Source data

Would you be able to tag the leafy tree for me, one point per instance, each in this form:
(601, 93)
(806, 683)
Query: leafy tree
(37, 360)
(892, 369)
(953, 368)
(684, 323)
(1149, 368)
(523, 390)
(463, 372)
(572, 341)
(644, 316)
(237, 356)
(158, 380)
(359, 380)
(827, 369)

[Work to be completed] Output the complete set of records word for word.

[Written response]
Would you be able to tag the leafy tree for me, one point per instance, each in this form:
(601, 93)
(806, 683)
Query: leafy tree
(37, 360)
(892, 369)
(953, 368)
(684, 323)
(1149, 368)
(523, 390)
(463, 372)
(572, 341)
(644, 316)
(237, 356)
(158, 380)
(359, 380)
(827, 369)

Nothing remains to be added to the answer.